What to produce: Extract the final stretch of the data: the line that contains "Exercise. Mark the band" and every line after it, unaltered, and no other lines.

Source data:
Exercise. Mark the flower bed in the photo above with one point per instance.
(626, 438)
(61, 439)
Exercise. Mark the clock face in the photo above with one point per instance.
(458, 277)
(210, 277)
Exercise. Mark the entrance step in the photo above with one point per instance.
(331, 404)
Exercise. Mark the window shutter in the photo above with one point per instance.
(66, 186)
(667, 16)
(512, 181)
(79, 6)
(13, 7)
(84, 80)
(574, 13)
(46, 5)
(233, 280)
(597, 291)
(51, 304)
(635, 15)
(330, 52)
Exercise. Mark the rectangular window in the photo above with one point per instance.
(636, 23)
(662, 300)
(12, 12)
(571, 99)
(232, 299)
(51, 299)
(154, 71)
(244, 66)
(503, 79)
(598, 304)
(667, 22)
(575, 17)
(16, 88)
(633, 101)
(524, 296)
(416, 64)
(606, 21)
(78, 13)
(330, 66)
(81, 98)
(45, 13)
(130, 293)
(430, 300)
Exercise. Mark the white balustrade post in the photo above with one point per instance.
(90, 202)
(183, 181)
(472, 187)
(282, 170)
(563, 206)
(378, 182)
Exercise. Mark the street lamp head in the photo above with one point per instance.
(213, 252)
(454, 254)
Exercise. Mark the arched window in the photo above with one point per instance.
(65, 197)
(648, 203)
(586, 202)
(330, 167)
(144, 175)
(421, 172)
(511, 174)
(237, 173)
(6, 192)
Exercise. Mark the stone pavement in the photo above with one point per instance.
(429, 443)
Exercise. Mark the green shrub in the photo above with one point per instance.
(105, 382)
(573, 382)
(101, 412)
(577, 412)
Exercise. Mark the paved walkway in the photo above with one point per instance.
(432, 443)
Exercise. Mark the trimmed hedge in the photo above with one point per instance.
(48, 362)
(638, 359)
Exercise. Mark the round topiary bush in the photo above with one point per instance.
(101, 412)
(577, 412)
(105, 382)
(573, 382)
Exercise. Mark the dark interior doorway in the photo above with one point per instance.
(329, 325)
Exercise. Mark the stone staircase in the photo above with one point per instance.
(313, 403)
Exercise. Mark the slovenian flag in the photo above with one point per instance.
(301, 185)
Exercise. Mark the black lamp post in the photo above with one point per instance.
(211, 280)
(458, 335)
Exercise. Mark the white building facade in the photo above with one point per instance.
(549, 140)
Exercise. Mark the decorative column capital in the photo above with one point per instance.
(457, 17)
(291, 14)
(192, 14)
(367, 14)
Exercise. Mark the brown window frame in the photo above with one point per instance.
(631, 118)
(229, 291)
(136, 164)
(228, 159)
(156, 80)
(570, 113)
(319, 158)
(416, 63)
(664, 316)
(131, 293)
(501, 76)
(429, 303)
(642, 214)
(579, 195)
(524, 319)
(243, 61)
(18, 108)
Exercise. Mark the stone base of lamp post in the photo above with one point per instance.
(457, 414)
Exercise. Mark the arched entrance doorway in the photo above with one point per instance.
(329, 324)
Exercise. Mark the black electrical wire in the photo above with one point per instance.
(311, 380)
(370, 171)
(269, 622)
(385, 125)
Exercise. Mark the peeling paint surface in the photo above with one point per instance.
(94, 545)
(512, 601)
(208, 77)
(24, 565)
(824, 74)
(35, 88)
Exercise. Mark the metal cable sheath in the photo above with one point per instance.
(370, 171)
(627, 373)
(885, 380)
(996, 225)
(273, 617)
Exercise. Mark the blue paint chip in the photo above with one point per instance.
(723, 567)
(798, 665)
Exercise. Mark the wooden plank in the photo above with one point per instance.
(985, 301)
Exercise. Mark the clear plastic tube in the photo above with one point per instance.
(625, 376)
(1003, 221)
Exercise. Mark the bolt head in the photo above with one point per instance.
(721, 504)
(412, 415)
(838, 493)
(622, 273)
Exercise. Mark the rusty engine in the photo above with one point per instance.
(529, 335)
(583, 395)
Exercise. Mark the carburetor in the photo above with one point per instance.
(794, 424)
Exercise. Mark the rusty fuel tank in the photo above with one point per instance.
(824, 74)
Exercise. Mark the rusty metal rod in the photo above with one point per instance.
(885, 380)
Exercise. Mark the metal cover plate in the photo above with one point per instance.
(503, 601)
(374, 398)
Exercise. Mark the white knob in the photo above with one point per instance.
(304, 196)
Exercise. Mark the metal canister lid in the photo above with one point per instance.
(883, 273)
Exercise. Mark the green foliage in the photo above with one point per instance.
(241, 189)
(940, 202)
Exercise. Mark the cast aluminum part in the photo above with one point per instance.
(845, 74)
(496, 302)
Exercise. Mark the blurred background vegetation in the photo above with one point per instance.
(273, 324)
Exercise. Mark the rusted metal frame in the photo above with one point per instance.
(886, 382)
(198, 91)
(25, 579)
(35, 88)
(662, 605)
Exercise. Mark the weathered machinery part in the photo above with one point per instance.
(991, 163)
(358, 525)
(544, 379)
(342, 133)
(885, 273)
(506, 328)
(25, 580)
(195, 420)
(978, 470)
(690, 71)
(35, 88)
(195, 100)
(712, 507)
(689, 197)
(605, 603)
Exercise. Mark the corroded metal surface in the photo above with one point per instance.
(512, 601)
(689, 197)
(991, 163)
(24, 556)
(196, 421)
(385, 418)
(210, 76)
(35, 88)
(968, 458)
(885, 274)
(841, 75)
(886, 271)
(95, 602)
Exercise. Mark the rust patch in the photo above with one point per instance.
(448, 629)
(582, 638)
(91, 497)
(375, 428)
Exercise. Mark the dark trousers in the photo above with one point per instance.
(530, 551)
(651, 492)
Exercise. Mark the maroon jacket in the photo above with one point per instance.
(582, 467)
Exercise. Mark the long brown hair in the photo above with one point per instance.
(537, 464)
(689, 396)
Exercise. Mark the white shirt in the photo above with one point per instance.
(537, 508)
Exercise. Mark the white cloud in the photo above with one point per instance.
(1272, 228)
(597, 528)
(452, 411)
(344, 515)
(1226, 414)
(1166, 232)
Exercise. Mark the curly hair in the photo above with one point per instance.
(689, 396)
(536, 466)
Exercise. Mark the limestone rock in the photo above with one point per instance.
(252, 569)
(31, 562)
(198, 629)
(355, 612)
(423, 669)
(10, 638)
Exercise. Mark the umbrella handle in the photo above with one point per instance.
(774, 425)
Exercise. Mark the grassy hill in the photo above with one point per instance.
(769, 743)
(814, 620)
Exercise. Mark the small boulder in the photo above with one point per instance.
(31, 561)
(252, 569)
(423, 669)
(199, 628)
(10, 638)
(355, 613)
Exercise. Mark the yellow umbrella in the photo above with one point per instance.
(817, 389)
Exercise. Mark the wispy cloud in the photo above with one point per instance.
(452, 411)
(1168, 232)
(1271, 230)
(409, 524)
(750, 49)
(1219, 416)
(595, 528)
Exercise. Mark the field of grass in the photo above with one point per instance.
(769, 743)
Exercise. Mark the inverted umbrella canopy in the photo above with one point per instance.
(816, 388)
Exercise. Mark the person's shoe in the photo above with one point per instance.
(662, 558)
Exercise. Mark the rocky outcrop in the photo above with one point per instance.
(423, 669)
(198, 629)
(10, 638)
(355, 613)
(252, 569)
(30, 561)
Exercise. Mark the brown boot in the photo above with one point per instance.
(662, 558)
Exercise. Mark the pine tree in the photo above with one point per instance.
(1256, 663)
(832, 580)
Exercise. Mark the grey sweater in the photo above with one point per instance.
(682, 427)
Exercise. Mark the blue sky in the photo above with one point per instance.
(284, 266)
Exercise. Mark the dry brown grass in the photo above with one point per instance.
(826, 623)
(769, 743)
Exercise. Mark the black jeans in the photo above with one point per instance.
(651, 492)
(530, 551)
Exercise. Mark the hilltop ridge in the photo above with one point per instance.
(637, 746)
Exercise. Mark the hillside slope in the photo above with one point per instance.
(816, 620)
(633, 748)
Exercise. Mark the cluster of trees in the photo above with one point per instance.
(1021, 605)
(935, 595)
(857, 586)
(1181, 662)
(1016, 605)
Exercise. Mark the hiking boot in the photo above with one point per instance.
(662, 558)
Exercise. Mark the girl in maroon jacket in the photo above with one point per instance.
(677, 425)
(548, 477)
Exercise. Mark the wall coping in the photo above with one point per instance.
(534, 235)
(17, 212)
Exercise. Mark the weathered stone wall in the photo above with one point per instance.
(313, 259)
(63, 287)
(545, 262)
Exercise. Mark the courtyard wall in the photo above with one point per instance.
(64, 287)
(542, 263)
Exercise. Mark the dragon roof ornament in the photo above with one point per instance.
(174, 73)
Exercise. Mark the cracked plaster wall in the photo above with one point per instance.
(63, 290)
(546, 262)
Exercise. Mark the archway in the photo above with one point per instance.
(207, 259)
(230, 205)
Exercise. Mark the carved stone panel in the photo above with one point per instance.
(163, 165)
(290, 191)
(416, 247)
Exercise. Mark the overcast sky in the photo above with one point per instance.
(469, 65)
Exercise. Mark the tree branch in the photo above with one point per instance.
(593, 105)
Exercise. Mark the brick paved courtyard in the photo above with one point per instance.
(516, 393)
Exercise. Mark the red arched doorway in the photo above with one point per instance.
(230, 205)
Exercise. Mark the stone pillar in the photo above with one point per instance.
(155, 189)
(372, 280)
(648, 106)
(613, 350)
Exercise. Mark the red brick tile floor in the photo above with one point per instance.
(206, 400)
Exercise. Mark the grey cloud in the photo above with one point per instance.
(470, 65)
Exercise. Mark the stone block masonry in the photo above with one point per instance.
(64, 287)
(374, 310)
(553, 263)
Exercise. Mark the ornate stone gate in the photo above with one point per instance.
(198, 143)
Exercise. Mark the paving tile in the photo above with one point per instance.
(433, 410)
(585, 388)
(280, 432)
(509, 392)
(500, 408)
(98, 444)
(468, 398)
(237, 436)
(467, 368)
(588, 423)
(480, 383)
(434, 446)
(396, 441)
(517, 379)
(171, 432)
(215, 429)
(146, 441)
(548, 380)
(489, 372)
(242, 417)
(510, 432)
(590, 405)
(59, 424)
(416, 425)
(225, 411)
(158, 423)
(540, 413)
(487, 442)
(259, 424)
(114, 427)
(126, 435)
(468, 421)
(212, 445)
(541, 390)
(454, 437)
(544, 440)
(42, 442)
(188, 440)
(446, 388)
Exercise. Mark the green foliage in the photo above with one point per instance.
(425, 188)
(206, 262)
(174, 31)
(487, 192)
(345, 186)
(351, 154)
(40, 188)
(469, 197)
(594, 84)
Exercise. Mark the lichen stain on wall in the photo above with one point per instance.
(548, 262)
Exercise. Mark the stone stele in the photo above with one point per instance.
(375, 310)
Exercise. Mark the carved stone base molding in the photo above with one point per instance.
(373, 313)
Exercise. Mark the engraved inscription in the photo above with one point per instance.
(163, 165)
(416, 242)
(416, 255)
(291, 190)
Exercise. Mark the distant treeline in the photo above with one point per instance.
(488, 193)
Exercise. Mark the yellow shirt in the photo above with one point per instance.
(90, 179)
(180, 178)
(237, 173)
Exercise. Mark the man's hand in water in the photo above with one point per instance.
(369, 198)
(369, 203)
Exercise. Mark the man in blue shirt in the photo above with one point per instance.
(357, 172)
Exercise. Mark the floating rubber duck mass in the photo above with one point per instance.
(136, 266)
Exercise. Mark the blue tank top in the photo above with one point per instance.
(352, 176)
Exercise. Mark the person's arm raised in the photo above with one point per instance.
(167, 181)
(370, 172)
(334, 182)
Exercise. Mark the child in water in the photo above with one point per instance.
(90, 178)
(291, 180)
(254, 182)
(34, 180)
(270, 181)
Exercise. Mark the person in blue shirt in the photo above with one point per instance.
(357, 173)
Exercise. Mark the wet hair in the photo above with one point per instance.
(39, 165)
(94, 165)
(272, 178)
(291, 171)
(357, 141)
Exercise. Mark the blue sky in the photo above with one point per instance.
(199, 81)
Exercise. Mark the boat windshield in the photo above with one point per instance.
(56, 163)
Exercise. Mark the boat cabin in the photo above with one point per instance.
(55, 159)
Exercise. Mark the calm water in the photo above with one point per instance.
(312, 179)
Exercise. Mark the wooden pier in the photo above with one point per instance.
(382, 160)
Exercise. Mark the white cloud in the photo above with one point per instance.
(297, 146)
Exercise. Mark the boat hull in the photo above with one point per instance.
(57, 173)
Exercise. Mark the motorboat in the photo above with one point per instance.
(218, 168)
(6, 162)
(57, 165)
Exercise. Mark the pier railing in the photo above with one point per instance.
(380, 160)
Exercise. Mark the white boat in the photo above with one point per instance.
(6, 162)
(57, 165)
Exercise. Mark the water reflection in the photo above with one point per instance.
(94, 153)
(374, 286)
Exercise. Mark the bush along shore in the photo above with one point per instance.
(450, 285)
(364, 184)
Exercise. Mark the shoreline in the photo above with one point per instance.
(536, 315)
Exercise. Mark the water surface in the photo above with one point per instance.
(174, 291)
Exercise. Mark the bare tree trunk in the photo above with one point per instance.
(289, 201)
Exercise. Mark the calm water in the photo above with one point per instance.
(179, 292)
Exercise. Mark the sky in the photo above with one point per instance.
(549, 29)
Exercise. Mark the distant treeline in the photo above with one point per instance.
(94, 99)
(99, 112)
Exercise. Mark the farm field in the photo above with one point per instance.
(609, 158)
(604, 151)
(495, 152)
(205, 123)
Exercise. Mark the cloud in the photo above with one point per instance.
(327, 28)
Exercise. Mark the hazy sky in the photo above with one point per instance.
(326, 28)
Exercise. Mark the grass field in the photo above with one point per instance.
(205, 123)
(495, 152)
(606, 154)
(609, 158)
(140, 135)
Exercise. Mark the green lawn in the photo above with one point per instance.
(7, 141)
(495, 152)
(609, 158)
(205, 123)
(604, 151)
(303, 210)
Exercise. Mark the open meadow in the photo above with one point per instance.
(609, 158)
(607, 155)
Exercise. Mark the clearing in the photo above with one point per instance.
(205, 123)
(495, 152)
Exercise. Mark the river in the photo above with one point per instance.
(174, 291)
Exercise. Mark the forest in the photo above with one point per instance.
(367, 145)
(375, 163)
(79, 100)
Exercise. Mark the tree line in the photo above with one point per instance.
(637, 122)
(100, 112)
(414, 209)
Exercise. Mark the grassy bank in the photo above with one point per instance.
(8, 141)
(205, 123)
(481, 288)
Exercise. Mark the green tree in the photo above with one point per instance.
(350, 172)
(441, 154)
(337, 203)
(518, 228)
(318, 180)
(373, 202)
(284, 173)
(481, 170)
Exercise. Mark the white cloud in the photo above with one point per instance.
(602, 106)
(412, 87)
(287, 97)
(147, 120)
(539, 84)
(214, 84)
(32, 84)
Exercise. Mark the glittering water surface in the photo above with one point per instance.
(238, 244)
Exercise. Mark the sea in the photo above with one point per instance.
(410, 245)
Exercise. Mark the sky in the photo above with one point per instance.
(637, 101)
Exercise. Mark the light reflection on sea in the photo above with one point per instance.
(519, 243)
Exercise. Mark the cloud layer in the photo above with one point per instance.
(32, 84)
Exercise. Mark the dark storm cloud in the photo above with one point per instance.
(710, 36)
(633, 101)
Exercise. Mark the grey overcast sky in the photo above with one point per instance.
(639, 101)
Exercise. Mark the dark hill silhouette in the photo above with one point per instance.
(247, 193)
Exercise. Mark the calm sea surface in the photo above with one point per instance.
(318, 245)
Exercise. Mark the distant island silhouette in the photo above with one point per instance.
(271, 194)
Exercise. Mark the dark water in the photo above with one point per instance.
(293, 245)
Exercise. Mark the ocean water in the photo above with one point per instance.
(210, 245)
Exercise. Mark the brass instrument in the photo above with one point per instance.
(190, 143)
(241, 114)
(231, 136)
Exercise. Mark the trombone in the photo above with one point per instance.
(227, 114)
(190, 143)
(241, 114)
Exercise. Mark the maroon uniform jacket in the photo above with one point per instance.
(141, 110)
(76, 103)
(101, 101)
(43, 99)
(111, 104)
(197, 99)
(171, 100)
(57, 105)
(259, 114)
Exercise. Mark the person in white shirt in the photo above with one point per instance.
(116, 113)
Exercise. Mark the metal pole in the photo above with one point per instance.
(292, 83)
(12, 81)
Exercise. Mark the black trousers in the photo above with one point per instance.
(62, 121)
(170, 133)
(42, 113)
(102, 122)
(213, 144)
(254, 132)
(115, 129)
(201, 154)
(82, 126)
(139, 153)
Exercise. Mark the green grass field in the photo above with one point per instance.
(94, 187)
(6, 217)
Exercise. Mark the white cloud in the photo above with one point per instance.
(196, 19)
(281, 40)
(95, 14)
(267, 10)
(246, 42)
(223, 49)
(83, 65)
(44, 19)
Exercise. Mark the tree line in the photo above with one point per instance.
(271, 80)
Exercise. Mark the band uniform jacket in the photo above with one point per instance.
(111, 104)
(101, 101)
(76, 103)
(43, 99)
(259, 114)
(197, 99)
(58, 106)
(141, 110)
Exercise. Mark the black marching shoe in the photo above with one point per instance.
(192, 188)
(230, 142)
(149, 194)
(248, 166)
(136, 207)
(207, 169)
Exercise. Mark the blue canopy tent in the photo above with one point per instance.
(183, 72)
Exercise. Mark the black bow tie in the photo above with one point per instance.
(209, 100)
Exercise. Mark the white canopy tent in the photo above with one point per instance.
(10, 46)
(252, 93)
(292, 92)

Result of the exercise:
Exercise. Mark the band uniform jacket in the photo above with one point per instance.
(111, 104)
(101, 101)
(76, 103)
(43, 99)
(259, 114)
(197, 99)
(58, 106)
(141, 110)
Exercise. Mark the black marching shoe in the photo above with one point per instance.
(192, 188)
(230, 142)
(149, 194)
(248, 166)
(136, 207)
(207, 169)
Exercise. Mark the blue canopy tent in the photo above with one point per instance.
(183, 72)
Exercise. Mark the black bow tie in the photo above with one point per instance.
(209, 100)
Exercise. Mark the white canopy tent in the photo above with one point per instance.
(10, 46)
(252, 93)
(292, 92)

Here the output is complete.